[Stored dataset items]
● ● ●
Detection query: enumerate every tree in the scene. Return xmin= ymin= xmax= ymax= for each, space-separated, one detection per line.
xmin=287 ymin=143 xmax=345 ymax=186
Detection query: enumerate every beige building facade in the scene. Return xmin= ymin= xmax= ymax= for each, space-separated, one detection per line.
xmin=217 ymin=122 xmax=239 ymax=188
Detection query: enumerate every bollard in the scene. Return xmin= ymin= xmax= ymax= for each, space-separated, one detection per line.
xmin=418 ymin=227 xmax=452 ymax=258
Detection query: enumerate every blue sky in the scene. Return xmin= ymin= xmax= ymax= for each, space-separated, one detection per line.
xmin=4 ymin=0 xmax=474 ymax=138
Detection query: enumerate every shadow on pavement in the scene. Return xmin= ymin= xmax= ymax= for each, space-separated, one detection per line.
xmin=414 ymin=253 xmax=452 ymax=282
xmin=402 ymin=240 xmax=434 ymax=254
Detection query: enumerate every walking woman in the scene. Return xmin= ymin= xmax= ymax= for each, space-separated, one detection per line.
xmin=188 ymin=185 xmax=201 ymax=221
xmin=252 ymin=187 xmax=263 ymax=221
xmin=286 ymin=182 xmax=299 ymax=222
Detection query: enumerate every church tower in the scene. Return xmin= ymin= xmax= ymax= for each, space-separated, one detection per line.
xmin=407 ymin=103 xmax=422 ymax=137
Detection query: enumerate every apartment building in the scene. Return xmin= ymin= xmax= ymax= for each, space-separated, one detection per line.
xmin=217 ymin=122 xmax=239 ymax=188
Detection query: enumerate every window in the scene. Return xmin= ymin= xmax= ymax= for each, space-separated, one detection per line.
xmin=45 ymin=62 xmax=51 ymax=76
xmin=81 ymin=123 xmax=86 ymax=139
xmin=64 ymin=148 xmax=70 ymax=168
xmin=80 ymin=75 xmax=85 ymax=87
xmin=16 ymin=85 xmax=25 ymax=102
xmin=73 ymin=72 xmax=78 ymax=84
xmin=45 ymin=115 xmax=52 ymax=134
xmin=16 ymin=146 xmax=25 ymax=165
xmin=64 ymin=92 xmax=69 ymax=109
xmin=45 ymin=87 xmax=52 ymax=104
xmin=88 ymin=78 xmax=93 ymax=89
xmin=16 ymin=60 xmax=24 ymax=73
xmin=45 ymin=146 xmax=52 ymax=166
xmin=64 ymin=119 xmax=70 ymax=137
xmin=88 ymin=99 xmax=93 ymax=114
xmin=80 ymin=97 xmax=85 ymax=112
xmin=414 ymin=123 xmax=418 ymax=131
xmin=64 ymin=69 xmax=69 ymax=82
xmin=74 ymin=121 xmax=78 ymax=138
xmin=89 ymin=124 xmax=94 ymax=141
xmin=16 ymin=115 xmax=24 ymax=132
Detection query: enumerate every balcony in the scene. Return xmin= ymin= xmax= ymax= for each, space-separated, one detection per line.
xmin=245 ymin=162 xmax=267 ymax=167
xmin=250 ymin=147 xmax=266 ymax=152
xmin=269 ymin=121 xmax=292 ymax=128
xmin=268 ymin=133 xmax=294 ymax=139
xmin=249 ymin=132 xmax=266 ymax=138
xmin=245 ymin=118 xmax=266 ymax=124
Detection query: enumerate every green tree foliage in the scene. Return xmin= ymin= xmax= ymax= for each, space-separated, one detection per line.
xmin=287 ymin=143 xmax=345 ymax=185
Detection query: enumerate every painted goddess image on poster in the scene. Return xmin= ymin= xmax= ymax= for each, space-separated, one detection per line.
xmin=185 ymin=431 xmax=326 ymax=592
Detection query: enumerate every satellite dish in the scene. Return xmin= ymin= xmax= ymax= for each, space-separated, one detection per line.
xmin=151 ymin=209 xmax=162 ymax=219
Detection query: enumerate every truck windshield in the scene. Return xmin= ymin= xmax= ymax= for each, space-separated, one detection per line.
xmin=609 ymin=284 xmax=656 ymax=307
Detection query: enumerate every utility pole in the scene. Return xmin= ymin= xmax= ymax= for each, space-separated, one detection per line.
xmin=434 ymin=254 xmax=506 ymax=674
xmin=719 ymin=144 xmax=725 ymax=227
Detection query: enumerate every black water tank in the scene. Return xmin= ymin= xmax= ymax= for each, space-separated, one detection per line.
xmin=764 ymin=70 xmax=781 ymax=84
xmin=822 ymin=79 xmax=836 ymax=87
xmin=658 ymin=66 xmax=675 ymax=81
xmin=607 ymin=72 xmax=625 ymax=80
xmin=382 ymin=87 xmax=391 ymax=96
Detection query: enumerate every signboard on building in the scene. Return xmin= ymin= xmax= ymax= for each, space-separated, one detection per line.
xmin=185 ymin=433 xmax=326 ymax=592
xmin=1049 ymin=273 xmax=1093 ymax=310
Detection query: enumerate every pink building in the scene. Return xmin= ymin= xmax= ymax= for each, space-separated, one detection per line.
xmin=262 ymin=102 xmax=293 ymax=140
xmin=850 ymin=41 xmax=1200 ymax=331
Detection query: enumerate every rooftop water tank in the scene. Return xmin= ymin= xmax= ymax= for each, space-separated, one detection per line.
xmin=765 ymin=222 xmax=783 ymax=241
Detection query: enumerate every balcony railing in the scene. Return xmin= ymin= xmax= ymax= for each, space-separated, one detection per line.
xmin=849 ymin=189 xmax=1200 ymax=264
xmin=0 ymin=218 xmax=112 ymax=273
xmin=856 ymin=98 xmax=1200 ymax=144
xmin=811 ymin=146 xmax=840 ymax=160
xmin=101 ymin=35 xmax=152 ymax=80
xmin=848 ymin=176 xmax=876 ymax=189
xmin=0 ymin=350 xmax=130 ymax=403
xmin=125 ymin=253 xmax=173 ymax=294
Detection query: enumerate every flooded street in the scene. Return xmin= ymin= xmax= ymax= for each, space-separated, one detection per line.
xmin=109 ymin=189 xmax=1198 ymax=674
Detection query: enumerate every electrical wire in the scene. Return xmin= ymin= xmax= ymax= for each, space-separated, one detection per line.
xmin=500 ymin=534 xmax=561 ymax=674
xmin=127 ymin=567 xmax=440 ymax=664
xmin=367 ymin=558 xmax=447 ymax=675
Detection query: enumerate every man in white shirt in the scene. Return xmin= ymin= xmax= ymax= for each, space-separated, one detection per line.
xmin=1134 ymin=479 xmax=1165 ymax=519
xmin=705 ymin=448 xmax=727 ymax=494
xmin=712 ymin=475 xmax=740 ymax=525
● ● ●
-- Exercise goal --
Please give the full set of data again exactly.

-- Written solution --
Detection query: enumerate every tree in the scene. Return xmin= ymin= xmax= ymax= for each, space-separated, one detection per line.
xmin=287 ymin=143 xmax=345 ymax=186
Detection query: enumerate every beige building facade in the scene. Return xmin= ymin= xmax= ymax= for each, space-separated, one detection per line.
xmin=217 ymin=122 xmax=239 ymax=188
Detection query: enumerate every bollard in the scene. Return xmin= ymin= xmax= ymax= for each, space-separated, one detection per line.
xmin=418 ymin=227 xmax=452 ymax=258
Detection query: enumerate every blue sky in the scene. Return xmin= ymin= xmax= ymax= for each, space-separated, one detection per line.
xmin=4 ymin=0 xmax=474 ymax=138
Detection query: enumerate every shadow on pavement in the scene. Return xmin= ymin= xmax= ymax= for each, space-separated, one detection per line.
xmin=414 ymin=253 xmax=452 ymax=282
xmin=402 ymin=240 xmax=434 ymax=254
Detection query: enumerate every walking woman in the scene. Return xmin= ymin= xmax= ymax= for each, space-separated, one detection per line.
xmin=188 ymin=185 xmax=201 ymax=221
xmin=252 ymin=187 xmax=263 ymax=221
xmin=286 ymin=182 xmax=299 ymax=222
Detection query: enumerate every church tower in the scene. Return xmin= ymin= xmax= ymax= for each, space-separated, one detection per line.
xmin=407 ymin=103 xmax=422 ymax=137
Detection query: enumerate every apartment building in the scene. Return xmin= ymin= xmax= ymax= for each, space-separated, one detection per line.
xmin=217 ymin=122 xmax=239 ymax=188
Detection query: enumerate every window in the scene. Return xmin= ymin= xmax= ymax= for each, space-separated, one detection per line.
xmin=45 ymin=62 xmax=51 ymax=76
xmin=81 ymin=123 xmax=86 ymax=139
xmin=64 ymin=148 xmax=70 ymax=168
xmin=80 ymin=75 xmax=85 ymax=87
xmin=16 ymin=85 xmax=25 ymax=102
xmin=73 ymin=72 xmax=78 ymax=84
xmin=45 ymin=115 xmax=52 ymax=134
xmin=16 ymin=146 xmax=25 ymax=165
xmin=64 ymin=92 xmax=69 ymax=109
xmin=45 ymin=87 xmax=52 ymax=104
xmin=88 ymin=78 xmax=93 ymax=89
xmin=16 ymin=60 xmax=24 ymax=73
xmin=45 ymin=146 xmax=52 ymax=166
xmin=64 ymin=119 xmax=70 ymax=137
xmin=88 ymin=99 xmax=93 ymax=114
xmin=80 ymin=97 xmax=85 ymax=112
xmin=414 ymin=123 xmax=418 ymax=131
xmin=64 ymin=69 xmax=69 ymax=82
xmin=74 ymin=121 xmax=78 ymax=138
xmin=89 ymin=124 xmax=94 ymax=141
xmin=16 ymin=115 xmax=24 ymax=132
Detection query: enumerate every balcony in the scene. Return xmin= ymin= xmax= ymax= for each, space-separated, one detection per line.
xmin=245 ymin=162 xmax=267 ymax=167
xmin=250 ymin=147 xmax=266 ymax=152
xmin=269 ymin=121 xmax=292 ymax=128
xmin=268 ymin=133 xmax=294 ymax=139
xmin=249 ymin=132 xmax=266 ymax=138
xmin=245 ymin=118 xmax=266 ymax=124
Detection query: enumerate every green tree foliage in the scene. Return xmin= ymin= xmax= ymax= for each, space-separated, one detection per line.
xmin=287 ymin=143 xmax=345 ymax=185
Detection query: enumerate every painted goddess image on poster in the scene. Return xmin= ymin= xmax= ymax= for each, space-separated, one detection per line.
xmin=185 ymin=431 xmax=326 ymax=592
Detection query: enumerate every satellite dish in the scene. Return xmin= ymin= xmax= ymax= for each, space-separated, one detection per line.
xmin=151 ymin=209 xmax=162 ymax=219
Detection query: enumerate every truck windshield in the scene. Return xmin= ymin= xmax= ymax= for each, space-separated, one detection per line.
xmin=609 ymin=284 xmax=656 ymax=307
Detection query: enumerate every utility pole in the scene. Return xmin= ymin= xmax= ymax= for each, space-separated, one detection per line.
xmin=434 ymin=254 xmax=506 ymax=674
xmin=719 ymin=144 xmax=725 ymax=227
Detection query: enumerate every black water tank in the scene. Return xmin= ymin= xmax= ymax= for each, space-separated, one detection per line.
xmin=764 ymin=70 xmax=781 ymax=84
xmin=822 ymin=79 xmax=836 ymax=87
xmin=658 ymin=66 xmax=675 ymax=81
xmin=607 ymin=72 xmax=625 ymax=80
xmin=382 ymin=87 xmax=391 ymax=96
Detection query: enumerate every signboard on building in the scene. Return xmin= ymin= xmax= ymax= for each, space-separated, one detection per line.
xmin=185 ymin=433 xmax=326 ymax=592
xmin=1049 ymin=273 xmax=1093 ymax=310
Detection query: enumerate every pink building in the scene. Return xmin= ymin= xmax= ymax= for each, space-separated, one detection per line.
xmin=262 ymin=102 xmax=293 ymax=140
xmin=850 ymin=41 xmax=1200 ymax=331
Detection query: enumerate every rooftop water tank in the scene. Return xmin= ymin= xmax= ymax= for each, space-separated, one detection per line.
xmin=765 ymin=222 xmax=783 ymax=241
Detection query: enumerate every balcony railing in the scene. Return xmin= ymin= xmax= ymax= for each, space-separated, one detection per line.
xmin=849 ymin=189 xmax=1200 ymax=264
xmin=0 ymin=218 xmax=112 ymax=273
xmin=856 ymin=98 xmax=1200 ymax=144
xmin=811 ymin=146 xmax=840 ymax=160
xmin=101 ymin=35 xmax=152 ymax=80
xmin=848 ymin=176 xmax=876 ymax=189
xmin=0 ymin=350 xmax=130 ymax=403
xmin=125 ymin=253 xmax=173 ymax=294
Detection query: enumerate every flooded street in the scene. Return xmin= ymin= xmax= ymax= for each, space-separated, one detection per line.
xmin=109 ymin=189 xmax=1198 ymax=674
Detection query: enumerate every electrical wire in the scene. Return xmin= ymin= xmax= ymax= for each, space-separated, one detection per line.
xmin=500 ymin=534 xmax=561 ymax=674
xmin=127 ymin=567 xmax=440 ymax=664
xmin=367 ymin=558 xmax=447 ymax=675
Detection query: enumerate every man in white shirt in the scene. Return xmin= ymin= xmax= ymax= for each, space-separated, one detection per line.
xmin=1134 ymin=479 xmax=1165 ymax=519
xmin=705 ymin=448 xmax=727 ymax=494
xmin=712 ymin=475 xmax=740 ymax=525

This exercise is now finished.